_WORK ORDER_
Please reproduce every record exactly as written, leaving out the pictures.
****
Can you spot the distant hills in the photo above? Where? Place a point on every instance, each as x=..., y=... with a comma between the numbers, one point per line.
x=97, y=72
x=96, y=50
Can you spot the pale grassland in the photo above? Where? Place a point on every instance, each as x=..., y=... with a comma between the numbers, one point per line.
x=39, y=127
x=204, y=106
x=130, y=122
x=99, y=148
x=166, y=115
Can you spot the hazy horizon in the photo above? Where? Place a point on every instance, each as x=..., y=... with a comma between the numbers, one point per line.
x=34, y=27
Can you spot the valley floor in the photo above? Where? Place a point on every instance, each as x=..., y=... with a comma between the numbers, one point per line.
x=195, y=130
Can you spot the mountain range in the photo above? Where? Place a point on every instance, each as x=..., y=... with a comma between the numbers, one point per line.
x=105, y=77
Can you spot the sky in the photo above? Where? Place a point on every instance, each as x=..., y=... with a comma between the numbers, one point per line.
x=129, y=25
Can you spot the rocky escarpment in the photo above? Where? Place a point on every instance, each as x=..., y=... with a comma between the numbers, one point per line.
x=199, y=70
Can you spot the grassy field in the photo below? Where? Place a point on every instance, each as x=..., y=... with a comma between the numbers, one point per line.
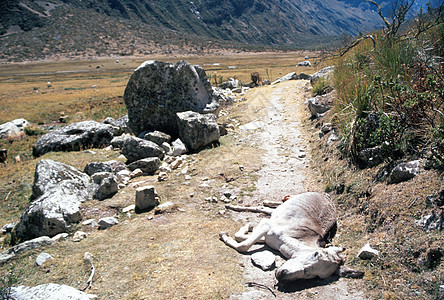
x=147, y=257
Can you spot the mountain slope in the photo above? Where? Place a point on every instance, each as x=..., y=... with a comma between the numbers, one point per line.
x=37, y=29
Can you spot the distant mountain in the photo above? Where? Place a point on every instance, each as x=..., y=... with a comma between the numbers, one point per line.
x=31, y=29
****
_SOLUTION TO THIS TASK_
Can you spot the distant hills in the photo above? Where? Place a point on every instance, each as x=..., y=... with a comma between the numbers, one point per line.
x=97, y=72
x=96, y=50
Can you spot the pale grassland in the photo above? Where? Place a point on every instance, each as x=..., y=... with a comma between the numbers, one point per line.
x=39, y=127
x=204, y=106
x=130, y=122
x=99, y=148
x=166, y=115
Can you spot the hazy horizon in the photo above? Where? Place a point on every instance, each as x=..., y=... with a comma between the numbers, one point per line.
x=34, y=27
Can you spot the valley floor in the photo above? Where? Place a point on every instance, each as x=..., y=... with a comma between the numbers, one point per line.
x=195, y=130
Can you spot the mountain range in the photo above? Where? Place a point on every instance, each as x=..., y=... with a comma between the numbers, one point per line.
x=105, y=77
Can you spot the sky in the photo above? Where? Place a point on every instance, each as x=..., y=... with a comma between the numbers, one point per line.
x=129, y=25
Can you spot the rocky escarpment in the photo above? Where? Place a point on every instance, each as x=..., y=... with a comma between the numbers, one point per line.
x=199, y=70
Can you spot the grassy field in the photo below? Where? Place a point on every instance, each as x=..., y=... with a comma between the numbers, one point per line.
x=147, y=257
Can you spot the mountain slope in the photo above? Where? Place a point on every instance, each as x=..., y=... with a comma between the numbers, one point per line.
x=37, y=29
Can you spot the distant mountain in the photo above? Where? Place a point on every instance, each as x=..., y=... with a comma between the numbers, one point per line.
x=31, y=29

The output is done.